== INFORMATION PROVIDED ==

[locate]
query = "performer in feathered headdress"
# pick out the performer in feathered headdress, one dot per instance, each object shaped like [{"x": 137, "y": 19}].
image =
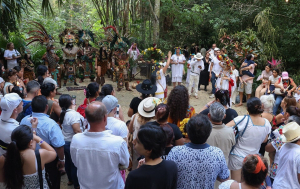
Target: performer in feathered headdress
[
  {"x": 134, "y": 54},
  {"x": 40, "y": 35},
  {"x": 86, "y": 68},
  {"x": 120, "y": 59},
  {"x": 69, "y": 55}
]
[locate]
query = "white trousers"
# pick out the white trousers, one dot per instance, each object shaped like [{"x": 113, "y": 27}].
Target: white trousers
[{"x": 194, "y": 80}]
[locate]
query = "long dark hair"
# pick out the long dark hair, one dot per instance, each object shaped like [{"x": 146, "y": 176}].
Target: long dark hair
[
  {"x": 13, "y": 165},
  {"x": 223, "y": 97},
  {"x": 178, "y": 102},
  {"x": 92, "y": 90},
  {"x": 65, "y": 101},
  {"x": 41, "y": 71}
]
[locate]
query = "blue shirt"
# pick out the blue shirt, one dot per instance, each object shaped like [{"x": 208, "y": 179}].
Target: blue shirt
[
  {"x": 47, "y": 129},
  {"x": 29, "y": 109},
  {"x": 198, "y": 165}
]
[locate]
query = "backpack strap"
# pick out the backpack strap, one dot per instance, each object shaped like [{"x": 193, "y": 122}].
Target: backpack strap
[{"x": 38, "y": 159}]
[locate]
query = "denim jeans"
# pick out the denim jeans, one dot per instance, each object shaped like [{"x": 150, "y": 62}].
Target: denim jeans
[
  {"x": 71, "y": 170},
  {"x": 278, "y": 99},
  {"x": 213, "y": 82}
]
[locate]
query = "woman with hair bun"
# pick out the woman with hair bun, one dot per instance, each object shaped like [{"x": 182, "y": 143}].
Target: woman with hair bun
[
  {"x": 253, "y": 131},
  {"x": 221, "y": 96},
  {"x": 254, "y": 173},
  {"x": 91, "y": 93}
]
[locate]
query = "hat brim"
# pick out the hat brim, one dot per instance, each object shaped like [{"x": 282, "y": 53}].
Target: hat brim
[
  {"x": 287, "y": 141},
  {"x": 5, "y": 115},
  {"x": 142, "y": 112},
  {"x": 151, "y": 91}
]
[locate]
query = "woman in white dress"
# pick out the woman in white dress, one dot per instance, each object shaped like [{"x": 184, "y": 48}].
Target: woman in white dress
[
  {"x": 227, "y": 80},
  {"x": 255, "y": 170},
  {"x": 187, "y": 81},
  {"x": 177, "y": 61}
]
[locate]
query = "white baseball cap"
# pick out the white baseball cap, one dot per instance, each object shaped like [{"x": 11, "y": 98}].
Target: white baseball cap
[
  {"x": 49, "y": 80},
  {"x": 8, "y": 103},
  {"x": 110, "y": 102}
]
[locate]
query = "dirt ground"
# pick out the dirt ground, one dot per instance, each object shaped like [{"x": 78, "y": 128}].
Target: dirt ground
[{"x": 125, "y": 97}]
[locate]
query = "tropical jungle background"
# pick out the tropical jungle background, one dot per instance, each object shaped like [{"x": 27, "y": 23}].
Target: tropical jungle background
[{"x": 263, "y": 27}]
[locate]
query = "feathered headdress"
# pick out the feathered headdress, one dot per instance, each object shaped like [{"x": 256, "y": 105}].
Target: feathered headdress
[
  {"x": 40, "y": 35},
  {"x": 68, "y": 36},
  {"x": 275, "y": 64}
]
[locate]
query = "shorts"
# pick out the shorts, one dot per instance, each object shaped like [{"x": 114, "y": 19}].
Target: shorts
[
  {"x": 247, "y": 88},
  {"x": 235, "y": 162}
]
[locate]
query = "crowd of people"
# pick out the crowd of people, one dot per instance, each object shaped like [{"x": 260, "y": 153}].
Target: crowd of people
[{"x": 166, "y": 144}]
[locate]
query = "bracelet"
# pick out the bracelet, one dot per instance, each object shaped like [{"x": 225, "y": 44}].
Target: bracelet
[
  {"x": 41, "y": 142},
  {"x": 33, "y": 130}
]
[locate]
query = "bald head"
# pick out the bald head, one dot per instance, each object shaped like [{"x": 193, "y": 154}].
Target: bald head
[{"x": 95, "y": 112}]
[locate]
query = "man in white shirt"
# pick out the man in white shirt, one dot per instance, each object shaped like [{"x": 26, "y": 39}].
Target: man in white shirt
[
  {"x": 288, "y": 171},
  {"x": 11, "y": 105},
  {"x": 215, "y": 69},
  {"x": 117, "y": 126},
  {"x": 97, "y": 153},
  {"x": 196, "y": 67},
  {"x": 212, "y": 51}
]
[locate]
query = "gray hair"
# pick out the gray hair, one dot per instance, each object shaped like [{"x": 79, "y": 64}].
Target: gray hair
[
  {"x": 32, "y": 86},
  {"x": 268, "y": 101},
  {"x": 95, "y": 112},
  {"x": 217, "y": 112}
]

===

Could you copy every record exactly, without the pictures?

## [RESULT FOR THIS TASK]
[locate]
query = "performer in feathered headdress"
# pick out the performer in feathered headdress, one dot per instance, each object shaped like [{"x": 137, "y": 19}].
image =
Target: performer in feathered headdress
[
  {"x": 134, "y": 54},
  {"x": 40, "y": 35},
  {"x": 86, "y": 68},
  {"x": 120, "y": 59},
  {"x": 69, "y": 55}
]
[locate]
query = "white trousers"
# pick out the white trousers, one dot per instance, each object shaped like [{"x": 113, "y": 27}].
Target: white trousers
[{"x": 194, "y": 80}]
[locate]
query = "long dark hair"
# pick out the long dark hair, one dot per instance, each object shaped like [{"x": 146, "y": 176}].
Target: long dark hair
[
  {"x": 13, "y": 165},
  {"x": 223, "y": 97},
  {"x": 178, "y": 102},
  {"x": 92, "y": 90},
  {"x": 65, "y": 101},
  {"x": 41, "y": 71}
]
[locate]
query = "blue shirt"
# pick out the blue shirt, one dot per instance, each object shaped like [{"x": 208, "y": 179}].
Target: blue shirt
[
  {"x": 47, "y": 129},
  {"x": 29, "y": 109},
  {"x": 198, "y": 165}
]
[locate]
query = "backpack strap"
# pick out the backpack strap, one dot per instance, each object shaped like [{"x": 193, "y": 122}].
Target: backpack strap
[{"x": 38, "y": 159}]
[locate]
query = "denim jeans"
# pick out the denim jeans, one dot per instance, each object shaped like [{"x": 150, "y": 62}].
Target: denim jeans
[
  {"x": 71, "y": 170},
  {"x": 278, "y": 99},
  {"x": 213, "y": 82}
]
[locate]
query = "woman with hair bun"
# pick out the woman with hair bun, one dot per instance, each object shaped like [{"x": 182, "y": 143}].
Target: woman with hair bun
[
  {"x": 253, "y": 131},
  {"x": 221, "y": 96},
  {"x": 254, "y": 173},
  {"x": 91, "y": 93}
]
[locate]
query = "hat brim"
# pick out the hat brim, one dot per instance, each object shaped like [{"x": 282, "y": 53}].
Target: hat brim
[
  {"x": 287, "y": 141},
  {"x": 5, "y": 115},
  {"x": 142, "y": 112},
  {"x": 151, "y": 91}
]
[locate]
query = "woman in white dress"
# pick out the woman in white dress, one dot per instance, each object shaped like [{"x": 184, "y": 48}].
Target: woman in white dress
[
  {"x": 227, "y": 80},
  {"x": 255, "y": 170},
  {"x": 187, "y": 81},
  {"x": 177, "y": 61}
]
[locate]
query = "white baseball cap"
# pick out the white baseball cap, one dot per instance, each object shaped like [{"x": 11, "y": 98}].
Target: white baseball cap
[
  {"x": 49, "y": 80},
  {"x": 8, "y": 103},
  {"x": 110, "y": 102}
]
[locate]
query = "dirt ground"
# pick out the dirt ground, one dot per instance, each object shaped like [{"x": 78, "y": 128}].
Target: dirt ground
[{"x": 125, "y": 97}]
[locate]
query = "tropical jungle background"
# pick out the tropical jungle background, one dot per instance, each object shaped like [{"x": 27, "y": 23}].
Target: tropical jungle background
[{"x": 263, "y": 27}]
[locate]
query = "feathered headdress"
# pick out the feathered headdress, one dot per instance, each object shaped like [{"x": 256, "y": 105}].
Target: feathered headdress
[
  {"x": 40, "y": 35},
  {"x": 68, "y": 36},
  {"x": 275, "y": 64}
]
[locate]
query = "shorts"
# pick out the shorts, one dot per instance, each object shaped like [{"x": 114, "y": 19}].
Target: shorts
[
  {"x": 247, "y": 88},
  {"x": 235, "y": 162}
]
[locate]
query = "crowd of people"
# pick out the crowd of people, one dot per instance, each object shaped like [{"x": 260, "y": 153}].
Target: crowd of people
[{"x": 166, "y": 144}]
[locate]
query = "bracelet"
# pick out the bracelet, one dot per instance, each object shaped like [{"x": 225, "y": 44}].
Target: bracelet
[
  {"x": 41, "y": 142},
  {"x": 33, "y": 130}
]
[locate]
query = "bald head"
# pick out the bald head, one dot per instance, each object shaped like [{"x": 193, "y": 154}].
Target: bald head
[{"x": 95, "y": 112}]
[locate]
query = "man in white shirt"
# pick out the man in white shirt, one dot per instance, each object shaped like [{"x": 26, "y": 39}].
Target: man in white shirt
[
  {"x": 288, "y": 171},
  {"x": 11, "y": 105},
  {"x": 215, "y": 69},
  {"x": 117, "y": 126},
  {"x": 97, "y": 153},
  {"x": 196, "y": 67},
  {"x": 212, "y": 51}
]
[locate]
query = "gray hair"
# pick out the gray hair, one dot per instance, each object shaped like [{"x": 79, "y": 64}].
Target: gray hair
[
  {"x": 32, "y": 86},
  {"x": 268, "y": 101},
  {"x": 95, "y": 112},
  {"x": 217, "y": 112}
]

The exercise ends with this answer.